*Task directions*
Will you give every entry again exactly as it stands?

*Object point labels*
* * * * * * * * *
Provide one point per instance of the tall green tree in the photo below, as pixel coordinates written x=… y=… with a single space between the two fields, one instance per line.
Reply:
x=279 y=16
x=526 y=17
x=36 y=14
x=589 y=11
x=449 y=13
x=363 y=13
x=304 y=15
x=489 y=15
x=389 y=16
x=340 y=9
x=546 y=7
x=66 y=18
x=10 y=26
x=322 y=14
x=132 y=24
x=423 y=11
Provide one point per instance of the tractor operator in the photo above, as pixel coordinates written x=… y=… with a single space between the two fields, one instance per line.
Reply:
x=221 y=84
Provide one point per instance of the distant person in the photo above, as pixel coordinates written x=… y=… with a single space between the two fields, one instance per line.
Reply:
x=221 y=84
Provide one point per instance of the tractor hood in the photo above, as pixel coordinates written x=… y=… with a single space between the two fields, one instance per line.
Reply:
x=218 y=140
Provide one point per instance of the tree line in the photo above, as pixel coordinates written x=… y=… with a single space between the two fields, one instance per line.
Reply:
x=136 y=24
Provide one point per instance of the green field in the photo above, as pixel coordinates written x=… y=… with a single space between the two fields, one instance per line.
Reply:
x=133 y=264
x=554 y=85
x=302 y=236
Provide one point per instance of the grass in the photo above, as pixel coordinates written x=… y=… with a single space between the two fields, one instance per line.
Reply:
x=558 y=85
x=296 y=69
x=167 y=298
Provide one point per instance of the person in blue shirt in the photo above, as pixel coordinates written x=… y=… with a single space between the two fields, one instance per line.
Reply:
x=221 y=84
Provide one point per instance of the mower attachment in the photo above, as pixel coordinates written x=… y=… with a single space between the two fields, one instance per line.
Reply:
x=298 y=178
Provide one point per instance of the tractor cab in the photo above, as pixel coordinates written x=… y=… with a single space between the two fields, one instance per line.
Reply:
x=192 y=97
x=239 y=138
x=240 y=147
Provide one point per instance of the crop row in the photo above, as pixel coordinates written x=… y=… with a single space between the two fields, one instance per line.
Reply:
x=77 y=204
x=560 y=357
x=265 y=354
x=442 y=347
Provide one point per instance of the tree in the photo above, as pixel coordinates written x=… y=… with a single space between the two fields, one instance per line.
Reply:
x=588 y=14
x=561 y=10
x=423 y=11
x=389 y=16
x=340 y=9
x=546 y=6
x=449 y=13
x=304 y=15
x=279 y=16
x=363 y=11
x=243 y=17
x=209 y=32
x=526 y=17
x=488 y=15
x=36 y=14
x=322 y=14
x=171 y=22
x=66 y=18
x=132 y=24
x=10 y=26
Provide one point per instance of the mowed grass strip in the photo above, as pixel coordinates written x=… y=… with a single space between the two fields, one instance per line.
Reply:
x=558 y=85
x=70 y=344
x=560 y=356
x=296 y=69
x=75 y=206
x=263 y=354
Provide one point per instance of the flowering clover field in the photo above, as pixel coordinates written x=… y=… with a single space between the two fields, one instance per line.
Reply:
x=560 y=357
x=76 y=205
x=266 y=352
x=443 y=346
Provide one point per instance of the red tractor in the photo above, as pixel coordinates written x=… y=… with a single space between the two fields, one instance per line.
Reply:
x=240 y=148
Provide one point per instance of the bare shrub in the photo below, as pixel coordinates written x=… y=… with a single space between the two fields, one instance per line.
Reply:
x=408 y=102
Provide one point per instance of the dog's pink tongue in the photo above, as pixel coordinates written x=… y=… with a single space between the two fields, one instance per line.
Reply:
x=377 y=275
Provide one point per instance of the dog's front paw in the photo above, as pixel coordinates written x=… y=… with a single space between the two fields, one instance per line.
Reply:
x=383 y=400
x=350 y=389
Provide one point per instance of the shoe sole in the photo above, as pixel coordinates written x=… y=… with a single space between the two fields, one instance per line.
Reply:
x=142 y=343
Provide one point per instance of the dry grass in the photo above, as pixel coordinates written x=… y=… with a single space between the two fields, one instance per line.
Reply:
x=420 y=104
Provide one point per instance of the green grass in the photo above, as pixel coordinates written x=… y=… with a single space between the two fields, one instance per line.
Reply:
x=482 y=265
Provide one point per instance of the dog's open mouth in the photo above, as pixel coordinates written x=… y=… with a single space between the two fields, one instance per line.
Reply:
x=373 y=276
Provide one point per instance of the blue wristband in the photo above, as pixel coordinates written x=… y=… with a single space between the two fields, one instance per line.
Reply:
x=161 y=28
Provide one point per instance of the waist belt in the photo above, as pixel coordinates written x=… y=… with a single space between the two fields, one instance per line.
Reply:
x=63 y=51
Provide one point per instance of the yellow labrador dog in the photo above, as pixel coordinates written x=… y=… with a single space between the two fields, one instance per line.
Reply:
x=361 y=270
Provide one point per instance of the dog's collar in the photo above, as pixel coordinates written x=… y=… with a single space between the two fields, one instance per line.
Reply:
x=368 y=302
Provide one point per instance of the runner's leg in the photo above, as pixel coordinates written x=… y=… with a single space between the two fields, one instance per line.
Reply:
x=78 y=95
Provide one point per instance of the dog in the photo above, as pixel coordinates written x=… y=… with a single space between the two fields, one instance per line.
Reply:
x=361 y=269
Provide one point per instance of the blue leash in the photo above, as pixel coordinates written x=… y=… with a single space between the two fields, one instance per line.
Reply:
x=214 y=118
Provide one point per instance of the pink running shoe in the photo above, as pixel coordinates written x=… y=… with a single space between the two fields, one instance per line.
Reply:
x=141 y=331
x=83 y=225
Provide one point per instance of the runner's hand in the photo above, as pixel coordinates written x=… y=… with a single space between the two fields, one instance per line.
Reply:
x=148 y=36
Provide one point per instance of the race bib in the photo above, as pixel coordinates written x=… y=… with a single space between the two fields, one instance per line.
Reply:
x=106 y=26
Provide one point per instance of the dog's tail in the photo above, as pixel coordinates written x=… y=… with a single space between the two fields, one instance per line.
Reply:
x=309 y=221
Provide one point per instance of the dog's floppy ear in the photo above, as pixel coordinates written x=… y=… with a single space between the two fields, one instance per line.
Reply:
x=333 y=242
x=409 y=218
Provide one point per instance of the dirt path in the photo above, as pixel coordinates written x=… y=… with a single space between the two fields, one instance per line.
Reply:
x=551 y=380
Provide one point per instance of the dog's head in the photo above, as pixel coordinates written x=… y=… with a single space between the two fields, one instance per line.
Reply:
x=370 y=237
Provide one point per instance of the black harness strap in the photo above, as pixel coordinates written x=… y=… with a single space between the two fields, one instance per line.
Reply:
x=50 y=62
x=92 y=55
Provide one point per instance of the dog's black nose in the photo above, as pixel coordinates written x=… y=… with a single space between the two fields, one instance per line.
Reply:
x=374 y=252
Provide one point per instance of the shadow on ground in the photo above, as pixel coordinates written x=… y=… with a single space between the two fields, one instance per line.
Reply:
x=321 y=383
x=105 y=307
* * * * * * * * *
*Reply*
Provide one point per instance of the tall green tree in the photo below, as pixel coordinates written x=… y=… with a single space between the two fields, one instance per line.
Reply:
x=279 y=16
x=526 y=17
x=36 y=14
x=589 y=11
x=449 y=13
x=363 y=13
x=304 y=15
x=489 y=15
x=389 y=16
x=340 y=9
x=546 y=7
x=66 y=18
x=10 y=26
x=322 y=14
x=132 y=24
x=423 y=11
Provide one point per instance of the tractor operator in the photo above, as pixel coordinates written x=… y=… with a single space between the two fields, one instance per line.
Reply:
x=221 y=84
Provide one point per instance of the distant person in the photo above, as pixel coordinates written x=… y=… with a single space between the two fields, one instance per line.
Reply:
x=221 y=84
Provide one point per instance of the tractor hood in the photo above, as pixel coordinates written x=… y=… with a single space between the two fields, one instance per line.
Reply:
x=218 y=140
Provide one point per instance of the tree line in the photo above, as pixel coordinates written x=… y=… with a single space between the two fields, one instance per line.
Reply:
x=136 y=24
Provide one point per instance of the green field in the photo above, as pixel coordinates written x=… y=… with a single space between the two fields, one instance per line.
Reply:
x=133 y=264
x=554 y=85
x=302 y=236
Provide one point per instance of the grass in the photo above, as pixel coordinates written x=… y=… with a single space between the two fields, one instance per line.
Reply:
x=558 y=85
x=296 y=69
x=167 y=298
Provide one point per instance of the person in blue shirt in the photo above, as pixel coordinates written x=… y=… with a single space between the two fields, one instance per line.
Reply:
x=221 y=84
Provide one point per instance of the mower attachment in the photo above, as pixel coordinates written x=… y=… with a single space between the two fields, one instance per line.
Reply:
x=298 y=178
Provide one point per instance of the tractor cab in the photo above, as pixel coordinates written x=… y=… with a single space between the two fields, one instance per line.
Reply:
x=192 y=97
x=239 y=138
x=240 y=147
Provide one point per instance of the crop row in the photo above, as pixel coordinates written x=… y=… with a single space between the two fields, one instance per line.
Reply:
x=77 y=204
x=560 y=357
x=265 y=354
x=442 y=347
Provide one point per instance of the tree in the photo above, as pixel coordinates written x=… y=… with a single space between the two fields, one instance per line.
Reply:
x=588 y=14
x=561 y=10
x=423 y=11
x=389 y=16
x=340 y=9
x=546 y=6
x=449 y=13
x=304 y=15
x=279 y=16
x=363 y=11
x=243 y=17
x=209 y=32
x=526 y=17
x=488 y=15
x=36 y=14
x=322 y=14
x=171 y=22
x=66 y=18
x=132 y=24
x=10 y=26
Provide one point per instance of the mowed grass strip in the photo above, as pixel coordinates written x=… y=… with a single space between the two fields, one instance per line.
Reply:
x=558 y=85
x=70 y=344
x=560 y=356
x=296 y=69
x=75 y=206
x=263 y=354
Provide one point per instance of the flowering clover field in the photo above, as pixel coordinates written x=… y=… with a single space between the two fields, one instance per line.
Reply:
x=560 y=357
x=76 y=205
x=266 y=352
x=443 y=346
Provide one point per instance of the red tractor in the photo above, as pixel coordinates written x=… y=… with a single space between the two fields, one instance per line.
Reply:
x=240 y=148
Provide one point per instance of the bare shrub in the photo below, as pixel coordinates written x=… y=… with a single space between the two fields, one instance per line.
Reply:
x=408 y=102
Provide one point per instance of the dog's pink tongue in the photo above, as pixel coordinates written x=… y=… with a single space between the two fields, one instance per line.
Reply:
x=377 y=275
Provide one point per instance of the dog's front paw in the photo above, as pixel coordinates written x=… y=… with a single space between the two fields, one instance per line.
Reply:
x=383 y=400
x=350 y=389
Provide one point per instance of the shoe sole in the photo above, as pixel coordinates written x=… y=… with a single space between the two fields, one instance per line.
Reply:
x=142 y=343
Provide one point per instance of the dry grass in the photo above, as pixel coordinates written x=… y=… with a single space between the two fields, one instance per line.
Reply:
x=420 y=104
Provide one point per instance of the green grass in the photo above, as pixel coordinates written x=… y=… with a single space between the two fields, one instance per line.
Reply:
x=482 y=265
Provide one point per instance of the dog's open mouth in the photo above, as pixel coordinates written x=… y=… with a single space between the two fields, one instance per line.
Reply:
x=373 y=276
Provide one point per instance of the blue wristband in the photo above, as pixel coordinates written x=… y=… with a single space between the two fields, one instance per line.
Reply:
x=161 y=28
Provide one point per instance of the waist belt in the photo above, as pixel coordinates written x=… y=… with a single space between the two fields, one instance per line.
Reply:
x=63 y=51
Provide one point per instance of the yellow labrador dog in the photo above, as pixel coordinates written x=… y=… with a single space between the two fields, one instance per line.
Reply:
x=361 y=270
Provide one point per instance of the dog's collar in the photo above, as pixel coordinates written x=… y=… with a single space between the two fields, one instance per line.
Reply:
x=368 y=302
Provide one point per instance of the runner's leg in the photo above, as pixel coordinates written x=… y=… with a single space between the two fields, one instance per line.
Reply:
x=78 y=95
Provide one point per instance of the dog in the photo above, as pixel coordinates written x=… y=… with a single space between the two fields, one instance per line.
Reply:
x=361 y=269
Provide one point per instance of the blue leash in the photo above, as pixel coordinates written x=… y=… with a single space between the two fields, one instance per line.
Reply:
x=214 y=118
Provide one point per instance of the pink running shoe in the photo above, as pixel coordinates written x=… y=… with a single space between the two fields, one instance per line.
Reply:
x=141 y=331
x=83 y=225
Provide one point per instance of the runner's hand in the photo above, as pixel coordinates written x=… y=… with a single space between the two fields, one instance per line.
Reply:
x=148 y=36
Provide one point per instance of the race bib in the photo above, as pixel coordinates written x=… y=… with a single space between the two fields, one instance per line.
Reply:
x=106 y=26
Provide one point per instance of the dog's tail in the photo above, as pixel coordinates written x=… y=… with a single space between the two fields, one instance per line.
Reply:
x=309 y=221
Provide one point per instance of the dog's floppy ear in the photo above, as pixel coordinates written x=… y=… with a single space between the two fields, one instance per line.
Reply:
x=333 y=242
x=409 y=218
Provide one point per instance of the dirt path in the photo above, as pixel coordinates written x=… y=… with a single space between the two fields, one instance per line.
Reply:
x=551 y=380
Provide one point per instance of the dog's head in the photo above, as pixel coordinates written x=… y=… with a single space between the two fields, one instance per line.
Reply:
x=370 y=237
Provide one point per instance of the black harness strap in the photo above, as pixel coordinates written x=… y=… with a single space between the two fields, one instance per line.
Reply:
x=50 y=62
x=92 y=55
Provide one point per instance of the dog's black nose in the photo above, as pixel coordinates written x=… y=… with a single space between the two fields, one instance per line.
Reply:
x=374 y=252
Provide one point per instance of the shadow on ground in the photo above, as pixel coordinates written x=… y=… with a single space between the two fields, one instance per line.
Reply:
x=321 y=383
x=105 y=307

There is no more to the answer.